**REQUIREMENT:** Extract, exactly as written, all lines of the material below from the line that includes "output x=126, y=197." through its last line.

┄┄┄┄┄┄┄┄┄┄┄┄┄┄┄┄┄┄┄┄

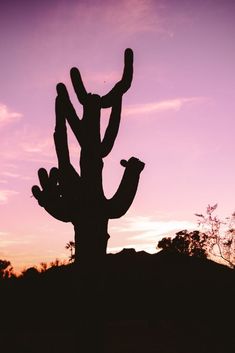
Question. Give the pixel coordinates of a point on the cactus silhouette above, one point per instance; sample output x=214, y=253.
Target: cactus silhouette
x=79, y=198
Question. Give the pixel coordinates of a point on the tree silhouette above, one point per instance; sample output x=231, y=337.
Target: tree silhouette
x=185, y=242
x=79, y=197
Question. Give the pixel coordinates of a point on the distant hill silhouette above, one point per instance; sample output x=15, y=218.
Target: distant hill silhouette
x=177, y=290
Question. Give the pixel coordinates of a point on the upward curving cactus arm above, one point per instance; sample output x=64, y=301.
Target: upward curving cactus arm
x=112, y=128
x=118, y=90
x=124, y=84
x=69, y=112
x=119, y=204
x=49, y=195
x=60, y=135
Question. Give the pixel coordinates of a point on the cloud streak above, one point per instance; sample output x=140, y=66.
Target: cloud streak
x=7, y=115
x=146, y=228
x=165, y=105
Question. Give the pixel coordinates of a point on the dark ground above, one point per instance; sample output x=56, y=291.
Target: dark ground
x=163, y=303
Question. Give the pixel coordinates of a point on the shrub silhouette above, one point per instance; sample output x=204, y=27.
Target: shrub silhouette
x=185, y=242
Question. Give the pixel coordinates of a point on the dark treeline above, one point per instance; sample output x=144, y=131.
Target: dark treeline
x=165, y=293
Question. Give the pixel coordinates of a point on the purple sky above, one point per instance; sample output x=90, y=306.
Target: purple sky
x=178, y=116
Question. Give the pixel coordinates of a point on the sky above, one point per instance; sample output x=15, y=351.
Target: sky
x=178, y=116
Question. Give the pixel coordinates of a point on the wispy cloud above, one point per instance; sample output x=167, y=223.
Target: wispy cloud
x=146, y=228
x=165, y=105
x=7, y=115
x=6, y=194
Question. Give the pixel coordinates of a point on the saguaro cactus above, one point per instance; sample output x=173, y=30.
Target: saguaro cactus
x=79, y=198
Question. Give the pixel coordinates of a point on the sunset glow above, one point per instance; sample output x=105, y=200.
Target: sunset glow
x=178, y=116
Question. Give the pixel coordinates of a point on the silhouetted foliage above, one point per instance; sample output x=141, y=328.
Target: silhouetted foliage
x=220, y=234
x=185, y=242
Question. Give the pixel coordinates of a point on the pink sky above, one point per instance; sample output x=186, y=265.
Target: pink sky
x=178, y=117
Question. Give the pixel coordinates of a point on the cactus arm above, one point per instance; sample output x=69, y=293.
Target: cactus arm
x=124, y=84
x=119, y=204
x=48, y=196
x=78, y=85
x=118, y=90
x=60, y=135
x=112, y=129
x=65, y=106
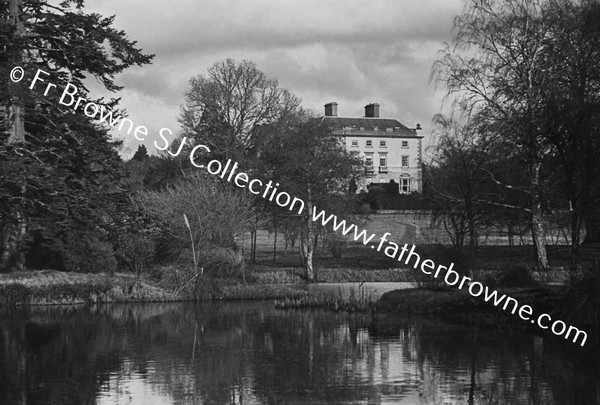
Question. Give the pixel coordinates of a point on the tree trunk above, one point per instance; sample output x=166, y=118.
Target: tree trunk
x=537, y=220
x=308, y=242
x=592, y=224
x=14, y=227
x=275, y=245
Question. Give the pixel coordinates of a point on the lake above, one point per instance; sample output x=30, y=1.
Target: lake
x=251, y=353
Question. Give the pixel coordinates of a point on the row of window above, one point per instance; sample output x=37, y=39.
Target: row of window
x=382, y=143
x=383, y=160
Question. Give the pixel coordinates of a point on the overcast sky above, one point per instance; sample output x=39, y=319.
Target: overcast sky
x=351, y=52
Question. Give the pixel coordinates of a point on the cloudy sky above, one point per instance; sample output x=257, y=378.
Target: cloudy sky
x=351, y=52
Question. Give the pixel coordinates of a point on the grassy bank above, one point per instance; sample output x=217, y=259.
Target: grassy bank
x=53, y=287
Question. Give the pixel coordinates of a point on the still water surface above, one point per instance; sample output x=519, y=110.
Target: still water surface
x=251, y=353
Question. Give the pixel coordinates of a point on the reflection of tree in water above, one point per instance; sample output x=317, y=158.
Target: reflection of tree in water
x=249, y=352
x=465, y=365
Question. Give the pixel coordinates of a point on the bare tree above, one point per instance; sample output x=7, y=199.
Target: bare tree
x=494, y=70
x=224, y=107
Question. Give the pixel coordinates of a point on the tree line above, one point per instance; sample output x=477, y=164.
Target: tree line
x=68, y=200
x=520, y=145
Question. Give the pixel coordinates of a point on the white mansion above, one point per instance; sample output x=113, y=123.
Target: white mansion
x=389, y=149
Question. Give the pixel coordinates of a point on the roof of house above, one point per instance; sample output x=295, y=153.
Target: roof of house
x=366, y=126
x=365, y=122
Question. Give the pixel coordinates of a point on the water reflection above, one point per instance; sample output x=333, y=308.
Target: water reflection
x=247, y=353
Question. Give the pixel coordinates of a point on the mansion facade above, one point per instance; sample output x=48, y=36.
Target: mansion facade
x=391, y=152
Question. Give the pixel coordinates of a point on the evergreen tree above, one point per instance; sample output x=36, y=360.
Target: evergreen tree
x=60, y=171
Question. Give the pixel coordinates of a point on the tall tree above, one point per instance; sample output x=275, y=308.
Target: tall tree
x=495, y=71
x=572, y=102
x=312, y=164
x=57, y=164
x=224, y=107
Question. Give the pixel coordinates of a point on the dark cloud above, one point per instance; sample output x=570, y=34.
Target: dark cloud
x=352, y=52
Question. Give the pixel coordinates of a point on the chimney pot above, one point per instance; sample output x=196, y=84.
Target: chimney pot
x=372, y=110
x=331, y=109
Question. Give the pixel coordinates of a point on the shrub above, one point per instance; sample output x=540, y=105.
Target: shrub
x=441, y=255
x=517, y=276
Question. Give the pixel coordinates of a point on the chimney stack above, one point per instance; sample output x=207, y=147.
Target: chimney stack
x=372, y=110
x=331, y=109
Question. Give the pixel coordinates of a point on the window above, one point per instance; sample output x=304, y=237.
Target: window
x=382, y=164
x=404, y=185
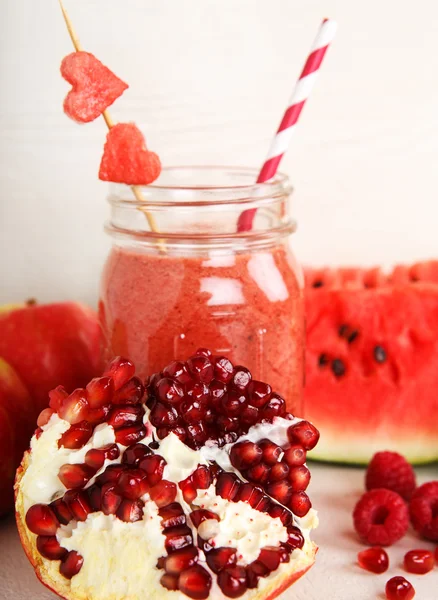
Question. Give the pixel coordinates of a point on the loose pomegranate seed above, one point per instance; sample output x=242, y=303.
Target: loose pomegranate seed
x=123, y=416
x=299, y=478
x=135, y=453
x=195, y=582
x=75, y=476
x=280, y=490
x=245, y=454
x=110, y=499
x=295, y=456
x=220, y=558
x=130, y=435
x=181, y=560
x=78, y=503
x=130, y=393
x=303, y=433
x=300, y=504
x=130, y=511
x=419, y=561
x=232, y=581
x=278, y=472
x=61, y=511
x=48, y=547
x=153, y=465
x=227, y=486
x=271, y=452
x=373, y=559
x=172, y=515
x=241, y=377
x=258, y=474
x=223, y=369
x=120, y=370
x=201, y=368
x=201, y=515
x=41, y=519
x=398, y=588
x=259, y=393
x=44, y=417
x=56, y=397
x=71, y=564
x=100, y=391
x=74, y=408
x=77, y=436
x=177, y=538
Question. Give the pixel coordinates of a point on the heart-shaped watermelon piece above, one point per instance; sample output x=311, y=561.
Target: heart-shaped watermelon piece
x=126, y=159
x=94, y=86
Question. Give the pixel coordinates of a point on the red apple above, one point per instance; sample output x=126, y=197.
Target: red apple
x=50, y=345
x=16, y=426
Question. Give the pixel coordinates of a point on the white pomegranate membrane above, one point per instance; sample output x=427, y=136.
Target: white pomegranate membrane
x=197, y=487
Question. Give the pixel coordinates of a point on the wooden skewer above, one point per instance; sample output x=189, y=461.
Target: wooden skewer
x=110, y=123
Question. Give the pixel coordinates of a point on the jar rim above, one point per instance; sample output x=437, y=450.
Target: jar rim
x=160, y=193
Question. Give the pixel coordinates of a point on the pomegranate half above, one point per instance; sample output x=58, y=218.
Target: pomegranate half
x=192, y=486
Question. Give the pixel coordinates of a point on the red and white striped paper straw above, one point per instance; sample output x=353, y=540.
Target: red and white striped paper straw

┄┄┄┄┄┄┄┄┄┄┄┄┄┄┄┄┄┄┄┄

**SOLUTION FOR THIS PROBLEM:**
Question. Give the pixel coordinates of a point on the red apple above, one point per instance; sample output x=126, y=197.
Target: red apple
x=50, y=345
x=16, y=426
Question. Give the pixel coordinates of a point on the white pomegranate membrane above, one point per instance; sample output x=427, y=136.
Target: white pomegranate membrane
x=197, y=487
Question. Give the pixel coordinates of a point on the wooden skewer above, one point per instance; sample output x=189, y=461.
Target: wooden skewer
x=110, y=123
Question. Give the pixel coordinates of a point on the jar rim above, one point per instance; sample output x=437, y=450.
Target: jar rim
x=160, y=193
Question. Give the pixel coordinates of a point on the pomegranate half above, one point per instance; sample output x=58, y=218.
Target: pomegranate half
x=192, y=486
Question. Give the pixel coordinates of a point on the red and white striped paper straw above, one point per instance; sample output x=353, y=540.
Target: red and white striped paper straw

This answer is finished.